[Stored items from a collection]
-- begin --

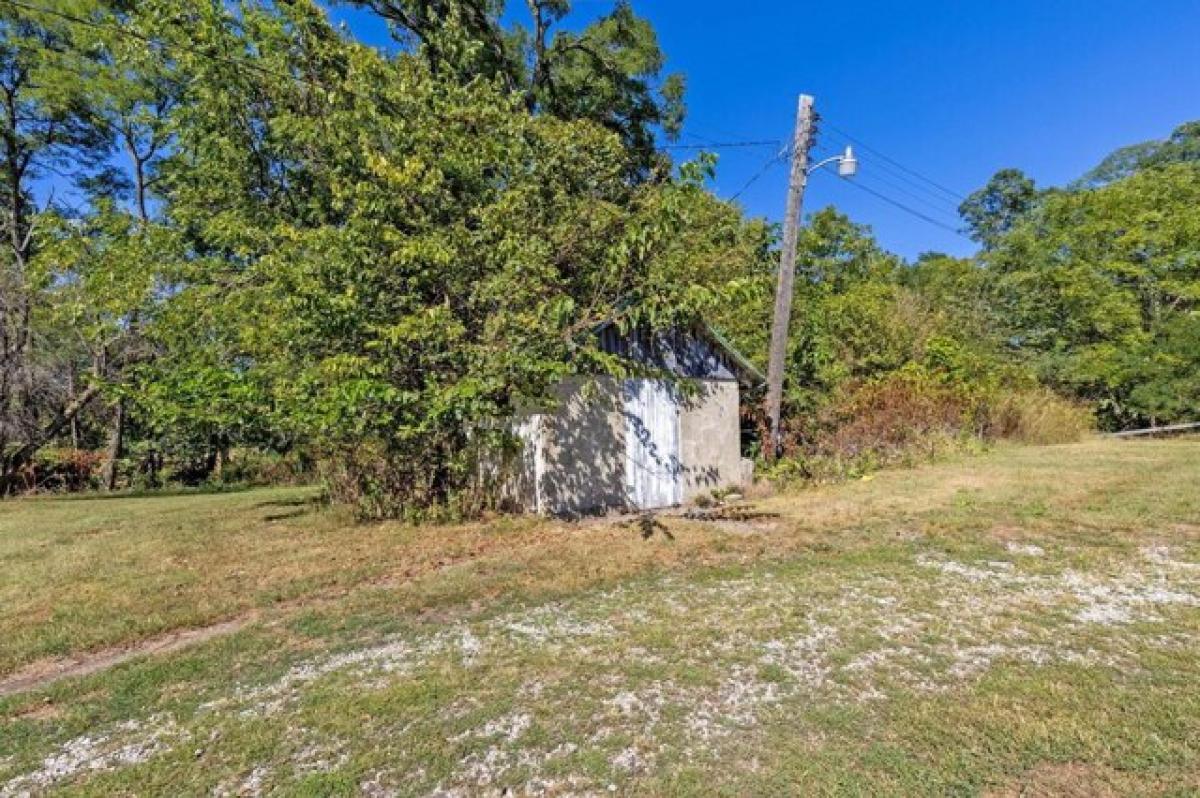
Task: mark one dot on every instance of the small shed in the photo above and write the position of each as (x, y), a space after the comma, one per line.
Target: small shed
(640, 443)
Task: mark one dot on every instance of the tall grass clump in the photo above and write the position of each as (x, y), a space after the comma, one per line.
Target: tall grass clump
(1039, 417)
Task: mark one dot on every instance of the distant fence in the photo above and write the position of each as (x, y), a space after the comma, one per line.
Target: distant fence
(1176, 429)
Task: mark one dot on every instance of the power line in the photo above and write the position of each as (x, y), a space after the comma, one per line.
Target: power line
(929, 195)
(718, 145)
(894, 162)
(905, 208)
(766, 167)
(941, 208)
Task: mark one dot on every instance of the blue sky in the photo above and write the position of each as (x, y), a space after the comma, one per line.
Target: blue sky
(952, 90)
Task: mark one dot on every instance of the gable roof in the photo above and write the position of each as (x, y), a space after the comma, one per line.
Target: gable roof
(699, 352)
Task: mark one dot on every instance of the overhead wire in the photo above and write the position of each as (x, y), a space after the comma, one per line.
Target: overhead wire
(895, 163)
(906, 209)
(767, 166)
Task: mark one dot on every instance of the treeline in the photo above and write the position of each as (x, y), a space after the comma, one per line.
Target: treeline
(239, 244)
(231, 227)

-- end --
-- begin --

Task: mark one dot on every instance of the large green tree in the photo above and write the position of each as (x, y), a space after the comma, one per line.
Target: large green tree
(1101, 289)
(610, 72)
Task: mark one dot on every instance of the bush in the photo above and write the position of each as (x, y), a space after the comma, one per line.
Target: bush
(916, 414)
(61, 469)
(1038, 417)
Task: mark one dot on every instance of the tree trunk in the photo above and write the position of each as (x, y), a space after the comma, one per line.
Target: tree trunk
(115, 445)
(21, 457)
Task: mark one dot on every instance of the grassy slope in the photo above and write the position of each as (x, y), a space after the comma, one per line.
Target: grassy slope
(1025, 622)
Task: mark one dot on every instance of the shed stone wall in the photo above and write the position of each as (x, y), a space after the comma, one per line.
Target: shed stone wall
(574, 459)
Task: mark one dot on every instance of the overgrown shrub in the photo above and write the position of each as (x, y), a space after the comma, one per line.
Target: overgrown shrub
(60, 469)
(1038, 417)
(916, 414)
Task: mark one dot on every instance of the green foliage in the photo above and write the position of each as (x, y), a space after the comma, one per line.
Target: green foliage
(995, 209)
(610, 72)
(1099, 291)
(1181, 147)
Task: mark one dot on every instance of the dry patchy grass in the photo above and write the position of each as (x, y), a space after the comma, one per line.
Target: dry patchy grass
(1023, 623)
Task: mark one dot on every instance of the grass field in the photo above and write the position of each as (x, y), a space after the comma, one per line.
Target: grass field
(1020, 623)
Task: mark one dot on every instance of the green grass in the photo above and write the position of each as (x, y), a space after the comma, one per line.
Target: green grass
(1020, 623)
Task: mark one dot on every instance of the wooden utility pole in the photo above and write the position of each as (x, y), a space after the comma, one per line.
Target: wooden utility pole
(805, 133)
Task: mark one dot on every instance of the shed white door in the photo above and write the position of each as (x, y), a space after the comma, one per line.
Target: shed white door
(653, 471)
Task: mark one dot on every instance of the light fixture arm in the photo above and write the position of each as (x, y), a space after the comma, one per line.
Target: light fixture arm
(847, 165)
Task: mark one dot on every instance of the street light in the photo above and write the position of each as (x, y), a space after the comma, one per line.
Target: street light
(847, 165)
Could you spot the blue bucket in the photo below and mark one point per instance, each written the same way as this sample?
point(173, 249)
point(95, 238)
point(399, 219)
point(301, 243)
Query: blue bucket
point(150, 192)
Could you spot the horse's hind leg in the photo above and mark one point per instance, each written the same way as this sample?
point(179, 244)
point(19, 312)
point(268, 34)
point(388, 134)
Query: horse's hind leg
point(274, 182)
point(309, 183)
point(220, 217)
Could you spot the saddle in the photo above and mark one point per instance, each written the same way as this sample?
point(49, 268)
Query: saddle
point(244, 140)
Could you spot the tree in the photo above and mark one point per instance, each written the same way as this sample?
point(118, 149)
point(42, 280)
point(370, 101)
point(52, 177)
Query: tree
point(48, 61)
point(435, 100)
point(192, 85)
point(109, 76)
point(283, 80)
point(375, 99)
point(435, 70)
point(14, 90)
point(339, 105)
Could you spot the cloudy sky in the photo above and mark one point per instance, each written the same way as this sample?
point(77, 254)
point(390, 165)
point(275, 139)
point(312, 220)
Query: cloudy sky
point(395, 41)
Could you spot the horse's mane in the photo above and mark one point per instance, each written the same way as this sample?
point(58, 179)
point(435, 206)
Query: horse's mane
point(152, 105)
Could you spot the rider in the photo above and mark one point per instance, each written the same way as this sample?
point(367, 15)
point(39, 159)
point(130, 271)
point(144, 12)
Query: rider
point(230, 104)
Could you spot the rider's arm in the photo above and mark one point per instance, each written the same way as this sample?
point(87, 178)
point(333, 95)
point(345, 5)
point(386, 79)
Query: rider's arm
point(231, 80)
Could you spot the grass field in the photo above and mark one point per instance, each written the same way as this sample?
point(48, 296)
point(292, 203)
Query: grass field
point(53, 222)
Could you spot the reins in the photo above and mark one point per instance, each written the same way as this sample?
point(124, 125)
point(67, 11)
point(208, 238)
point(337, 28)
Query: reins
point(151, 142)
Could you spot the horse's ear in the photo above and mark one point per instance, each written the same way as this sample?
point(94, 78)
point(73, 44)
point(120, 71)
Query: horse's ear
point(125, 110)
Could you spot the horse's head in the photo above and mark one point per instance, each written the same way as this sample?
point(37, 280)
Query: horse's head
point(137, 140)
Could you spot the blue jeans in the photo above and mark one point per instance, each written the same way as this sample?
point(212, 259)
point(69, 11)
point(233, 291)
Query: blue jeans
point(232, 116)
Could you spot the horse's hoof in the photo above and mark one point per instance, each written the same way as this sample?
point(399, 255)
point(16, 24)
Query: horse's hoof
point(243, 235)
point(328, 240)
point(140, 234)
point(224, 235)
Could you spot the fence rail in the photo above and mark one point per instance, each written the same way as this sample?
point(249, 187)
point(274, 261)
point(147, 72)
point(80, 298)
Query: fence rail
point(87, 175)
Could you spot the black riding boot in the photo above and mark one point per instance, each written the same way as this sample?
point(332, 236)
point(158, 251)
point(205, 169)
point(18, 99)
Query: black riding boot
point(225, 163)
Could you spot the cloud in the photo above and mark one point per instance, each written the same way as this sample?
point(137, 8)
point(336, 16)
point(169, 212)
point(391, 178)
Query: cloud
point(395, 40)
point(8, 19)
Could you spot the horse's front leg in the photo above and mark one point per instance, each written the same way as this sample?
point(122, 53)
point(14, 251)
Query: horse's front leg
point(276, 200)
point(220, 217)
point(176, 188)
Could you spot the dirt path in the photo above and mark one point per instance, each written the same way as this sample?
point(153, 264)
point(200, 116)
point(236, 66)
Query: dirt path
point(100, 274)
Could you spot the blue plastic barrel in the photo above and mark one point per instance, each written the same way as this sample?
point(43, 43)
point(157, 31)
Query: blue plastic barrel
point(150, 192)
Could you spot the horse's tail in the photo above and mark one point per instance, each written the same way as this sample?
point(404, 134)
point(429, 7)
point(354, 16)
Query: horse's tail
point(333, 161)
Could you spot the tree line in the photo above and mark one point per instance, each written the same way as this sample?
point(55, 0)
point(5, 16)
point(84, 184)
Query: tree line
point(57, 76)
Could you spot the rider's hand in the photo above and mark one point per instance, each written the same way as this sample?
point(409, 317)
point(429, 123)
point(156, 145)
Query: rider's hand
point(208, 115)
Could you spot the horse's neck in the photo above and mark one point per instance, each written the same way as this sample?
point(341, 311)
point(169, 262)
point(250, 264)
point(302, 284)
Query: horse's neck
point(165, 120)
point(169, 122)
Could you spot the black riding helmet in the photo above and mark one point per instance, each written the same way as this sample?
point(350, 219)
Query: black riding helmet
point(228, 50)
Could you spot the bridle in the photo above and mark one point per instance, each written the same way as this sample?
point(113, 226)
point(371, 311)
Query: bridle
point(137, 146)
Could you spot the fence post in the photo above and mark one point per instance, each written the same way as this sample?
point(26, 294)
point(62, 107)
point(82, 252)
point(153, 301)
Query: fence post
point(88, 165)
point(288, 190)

-- end --
-- begin --

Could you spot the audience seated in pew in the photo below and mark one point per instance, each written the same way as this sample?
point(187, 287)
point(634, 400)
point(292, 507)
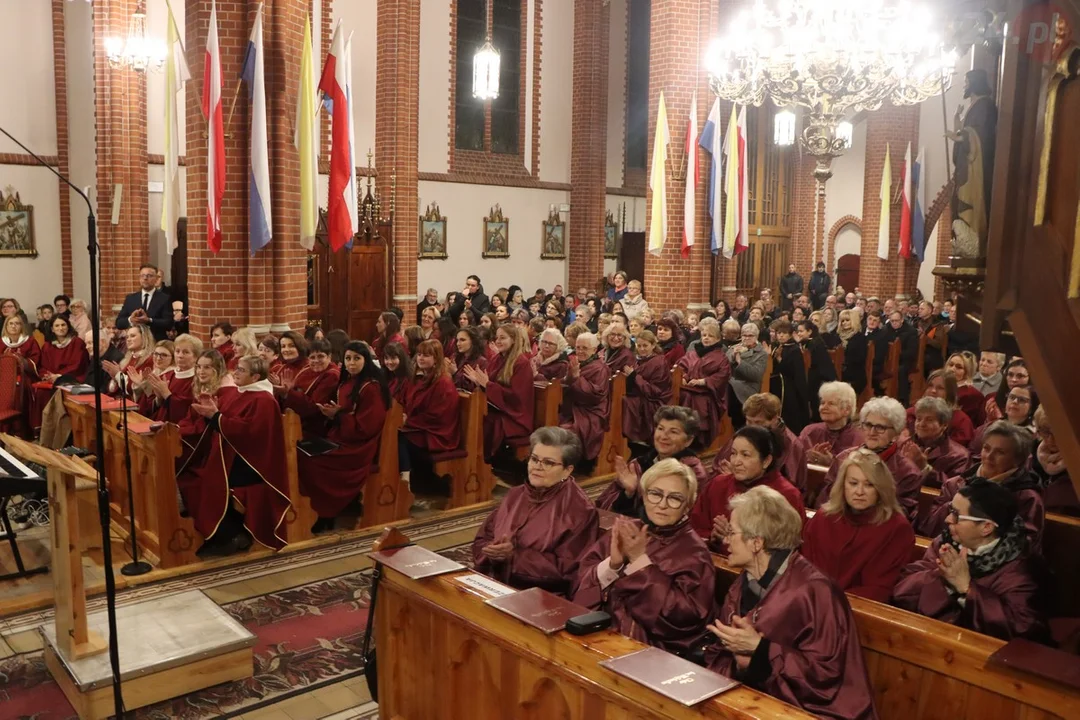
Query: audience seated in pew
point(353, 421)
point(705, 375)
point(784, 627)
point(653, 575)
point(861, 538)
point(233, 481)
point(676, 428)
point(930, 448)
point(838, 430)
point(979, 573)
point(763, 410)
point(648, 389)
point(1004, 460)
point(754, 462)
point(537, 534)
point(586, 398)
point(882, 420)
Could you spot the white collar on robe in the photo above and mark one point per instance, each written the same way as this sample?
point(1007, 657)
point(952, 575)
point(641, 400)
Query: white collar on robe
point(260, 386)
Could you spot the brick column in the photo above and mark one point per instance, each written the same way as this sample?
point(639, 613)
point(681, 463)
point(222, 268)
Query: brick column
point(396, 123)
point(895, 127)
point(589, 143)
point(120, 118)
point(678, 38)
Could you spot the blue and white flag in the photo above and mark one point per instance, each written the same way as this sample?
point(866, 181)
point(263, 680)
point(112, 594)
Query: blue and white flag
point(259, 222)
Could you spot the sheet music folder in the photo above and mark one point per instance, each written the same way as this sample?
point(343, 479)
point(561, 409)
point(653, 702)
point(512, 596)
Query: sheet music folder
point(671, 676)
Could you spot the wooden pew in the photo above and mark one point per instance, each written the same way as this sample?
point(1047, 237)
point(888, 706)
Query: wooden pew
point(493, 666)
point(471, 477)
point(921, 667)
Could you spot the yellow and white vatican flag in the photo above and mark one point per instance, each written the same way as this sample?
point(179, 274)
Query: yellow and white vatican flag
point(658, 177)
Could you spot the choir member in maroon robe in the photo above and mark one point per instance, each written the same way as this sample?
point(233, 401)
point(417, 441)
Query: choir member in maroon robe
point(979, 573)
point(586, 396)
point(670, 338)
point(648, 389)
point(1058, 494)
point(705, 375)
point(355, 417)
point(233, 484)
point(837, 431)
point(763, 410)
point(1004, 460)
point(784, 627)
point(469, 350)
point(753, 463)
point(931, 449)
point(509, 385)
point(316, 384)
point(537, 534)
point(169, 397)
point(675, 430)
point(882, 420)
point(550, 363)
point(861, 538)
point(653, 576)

-- end --

- [Problem]
Rewrite the part of the material that opens with the line containing "Could you spot the grass" and closes with the line containing "point(232, 116)", changing "sample" to "example" and leaving all else as it stands.

- [Exercise response]
Could you spot the grass field in the photo above and mark one point per instance, each written the same way as this example?
point(48, 296)
point(292, 203)
Query: grass field
point(53, 222)
Could you spot the reins in the photo above and mark one point per instance, each written the same way as this example?
point(124, 125)
point(67, 11)
point(208, 238)
point(337, 28)
Query: reins
point(151, 142)
Could you spot the horse's ear in the photo above and mark one point per instance, each written the same way as this example?
point(94, 78)
point(73, 44)
point(120, 71)
Query: horse's ear
point(125, 110)
Could you spot the horse's head in the photo above and mark one point per instance, each written the same way as this example?
point(37, 280)
Query: horse's head
point(137, 140)
Could you spot the blue jeans in the photo above and mark one point per instance, each written the same way as this example?
point(212, 259)
point(69, 11)
point(233, 291)
Query: blue jeans
point(232, 116)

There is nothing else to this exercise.